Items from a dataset
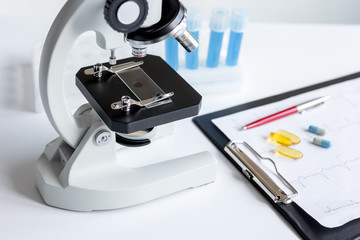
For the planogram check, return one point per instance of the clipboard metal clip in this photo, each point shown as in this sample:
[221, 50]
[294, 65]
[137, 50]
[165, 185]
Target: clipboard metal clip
[256, 174]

Directions for this task -> What is needed here is an exact copy of all the entries, without the pictures.

Exercise answer ->
For the planogram check, return one point per instance of the clipboard metal clip in this photo, each point shown as in this sample:
[221, 50]
[294, 65]
[137, 50]
[165, 185]
Target: clipboard metal clip
[256, 174]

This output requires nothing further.